Aim of the task:
Could you give every record again, exactly as it reads?

Study material:
____

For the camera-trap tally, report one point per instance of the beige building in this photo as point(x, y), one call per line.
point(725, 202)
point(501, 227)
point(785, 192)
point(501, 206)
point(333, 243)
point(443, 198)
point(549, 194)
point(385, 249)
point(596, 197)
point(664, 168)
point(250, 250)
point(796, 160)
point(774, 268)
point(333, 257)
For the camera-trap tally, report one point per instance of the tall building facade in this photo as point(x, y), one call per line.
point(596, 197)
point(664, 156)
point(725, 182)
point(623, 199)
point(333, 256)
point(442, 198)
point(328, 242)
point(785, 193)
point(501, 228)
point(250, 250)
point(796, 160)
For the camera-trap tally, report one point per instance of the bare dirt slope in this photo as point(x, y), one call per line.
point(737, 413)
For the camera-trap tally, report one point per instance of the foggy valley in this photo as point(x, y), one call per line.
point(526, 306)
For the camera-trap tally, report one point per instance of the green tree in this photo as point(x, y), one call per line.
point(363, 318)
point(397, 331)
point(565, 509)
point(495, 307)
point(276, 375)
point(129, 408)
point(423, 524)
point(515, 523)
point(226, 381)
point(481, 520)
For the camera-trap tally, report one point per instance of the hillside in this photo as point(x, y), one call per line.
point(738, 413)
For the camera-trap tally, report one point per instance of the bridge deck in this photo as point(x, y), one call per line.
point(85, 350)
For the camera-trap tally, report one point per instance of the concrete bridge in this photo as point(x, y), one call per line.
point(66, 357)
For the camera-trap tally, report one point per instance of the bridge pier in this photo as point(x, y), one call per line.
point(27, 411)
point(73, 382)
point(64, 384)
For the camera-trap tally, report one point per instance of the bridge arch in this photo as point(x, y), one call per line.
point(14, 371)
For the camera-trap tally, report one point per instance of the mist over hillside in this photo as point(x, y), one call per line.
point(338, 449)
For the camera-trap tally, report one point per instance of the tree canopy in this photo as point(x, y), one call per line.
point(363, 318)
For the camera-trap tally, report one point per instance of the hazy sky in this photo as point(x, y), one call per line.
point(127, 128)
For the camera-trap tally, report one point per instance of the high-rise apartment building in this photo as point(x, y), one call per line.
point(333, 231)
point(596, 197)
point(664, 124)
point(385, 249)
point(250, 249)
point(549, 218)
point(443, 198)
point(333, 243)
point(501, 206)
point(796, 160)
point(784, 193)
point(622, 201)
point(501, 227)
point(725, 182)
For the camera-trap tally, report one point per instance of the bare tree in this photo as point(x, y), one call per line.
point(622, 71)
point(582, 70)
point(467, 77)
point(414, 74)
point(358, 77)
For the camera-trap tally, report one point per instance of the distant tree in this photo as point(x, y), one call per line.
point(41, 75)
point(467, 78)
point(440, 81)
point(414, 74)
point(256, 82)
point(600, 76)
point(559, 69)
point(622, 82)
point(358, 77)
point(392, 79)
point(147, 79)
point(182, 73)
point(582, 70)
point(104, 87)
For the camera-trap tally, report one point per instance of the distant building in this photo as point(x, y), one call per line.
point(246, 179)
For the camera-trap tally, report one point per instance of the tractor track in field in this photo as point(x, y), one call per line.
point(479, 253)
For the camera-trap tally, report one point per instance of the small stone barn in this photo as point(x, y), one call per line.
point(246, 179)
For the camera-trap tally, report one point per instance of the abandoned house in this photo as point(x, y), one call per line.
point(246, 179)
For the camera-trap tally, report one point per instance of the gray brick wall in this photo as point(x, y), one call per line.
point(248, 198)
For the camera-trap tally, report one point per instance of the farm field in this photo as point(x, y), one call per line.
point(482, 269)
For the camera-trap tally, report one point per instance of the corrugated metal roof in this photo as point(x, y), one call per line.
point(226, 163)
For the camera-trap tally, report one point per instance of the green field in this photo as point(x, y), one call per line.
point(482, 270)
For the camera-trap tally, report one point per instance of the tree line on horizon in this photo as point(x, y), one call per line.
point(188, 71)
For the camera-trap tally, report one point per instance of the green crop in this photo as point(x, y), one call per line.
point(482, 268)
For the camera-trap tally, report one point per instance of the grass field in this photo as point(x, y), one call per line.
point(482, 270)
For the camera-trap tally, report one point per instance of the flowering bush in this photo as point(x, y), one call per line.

____

Response to this task:
For the camera-trap tally, report one point per instance of the beige building in this photo as point(x, y), one call per line.
point(725, 202)
point(501, 227)
point(785, 192)
point(501, 206)
point(333, 243)
point(443, 198)
point(549, 194)
point(385, 249)
point(596, 197)
point(664, 168)
point(250, 250)
point(796, 160)
point(774, 268)
point(333, 257)
For the camera-trap tally, report one point per instance of the tall building facade in this photo as point(x, y), one call per line.
point(596, 197)
point(664, 156)
point(725, 182)
point(623, 199)
point(333, 256)
point(442, 198)
point(328, 242)
point(785, 193)
point(501, 228)
point(250, 250)
point(796, 160)
For the camera-trap tally, report one point per instance of the bare dirt slope in this photo as point(x, y), one call per line.
point(737, 413)
For the camera-trap tally, report one point per instance of the foggy valley in this photo as point(x, y), one call per line.
point(526, 306)
For the camera-trap tally, report one point per instance of the green tree in this photo as point(x, y), one call per line.
point(363, 318)
point(397, 331)
point(565, 509)
point(495, 307)
point(276, 375)
point(129, 408)
point(423, 524)
point(515, 523)
point(226, 381)
point(481, 520)
For the camera-trap tally, report one point per instance of the hillside in this photo as point(x, y), one call per line.
point(738, 413)
For the camera-trap tally, report one point per instance of the bridge deck in this photo as point(x, y), one call per line.
point(85, 350)
For the camera-trap tally, report one point per instance of the concrete bridge in this photo as point(x, y), one call per line.
point(66, 357)
For the camera-trap tally, report one point per instance of the bridge pier in this photo as point(x, y), one call per line.
point(27, 411)
point(73, 382)
point(64, 384)
For the camera-trap tally, report one point per instance of the bridge arch in this photo as point(x, y), one call per line.
point(14, 371)
For the camera-trap tally, report one point per instance of the mist over hillside in this photo as point(x, y), one call per line.
point(338, 449)
For the camera-trap tally, report one point per instance of the tree canopy in this photo as point(x, y), one call per line.
point(363, 318)
For the camera-trap tally, report one point per instance of the hazy sky in this photo as point(x, y), one call per line.
point(127, 128)
For the camera-trap tally, report one point per instance of the high-rise apartment building in this photo as point(x, y), one call per line.
point(333, 231)
point(596, 197)
point(664, 124)
point(385, 249)
point(250, 249)
point(549, 218)
point(443, 198)
point(333, 243)
point(501, 206)
point(796, 160)
point(784, 193)
point(622, 201)
point(501, 227)
point(725, 182)
For the camera-trap tally, report one point per instance of the bare tree in this photo as point(x, y), one call per line.
point(622, 71)
point(582, 70)
point(467, 77)
point(414, 74)
point(358, 77)
For the camera-trap tally, report one point per instance of the distant tree in this photo as point(x, y), one call per line.
point(41, 75)
point(467, 78)
point(440, 81)
point(414, 74)
point(256, 82)
point(600, 76)
point(559, 69)
point(622, 82)
point(358, 77)
point(392, 79)
point(147, 79)
point(182, 73)
point(582, 70)
point(104, 87)
For the camera-trap tally, report one point per instance of the distant building in this photo as point(x, y), one call per line.
point(246, 179)
For the camera-trap tally, report one point per instance of the tractor track in field in this photo as point(x, y), one call per line.
point(479, 253)
For the camera-trap tally, report one point per instance of the small stone barn in this photo as point(x, y), one call per line.
point(246, 179)
For the camera-trap tally, report one point per instance of the abandoned house in this photo as point(x, y), one call per line.
point(246, 179)
For the camera-trap tally, report one point per instance of the gray brick wall in this photo as point(x, y), one call per line.
point(248, 198)
For the camera-trap tally, report one point per instance of the farm field in this photo as point(x, y), one call per line.
point(482, 269)
For the camera-trap tally, report one point per instance of the corrugated metal roof in this photo as point(x, y), one call per line.
point(226, 163)
For the camera-trap tally, report one point per instance of the green field in this photo as point(x, y), one call per line.
point(482, 270)
For the camera-trap tally, report one point per instance of the tree line on horizon in this photo as point(x, y), one call per line.
point(188, 71)
For the camera-trap tally, report one point per instance of the green crop in this photo as point(x, y), one call per line.
point(482, 268)
For the camera-trap tally, report one point per instance of the grass field in this photo as point(x, y), one call per line.
point(482, 270)
For the camera-trap tally, report one point per instance of the flowering bush in this photo as point(x, y), one call per line.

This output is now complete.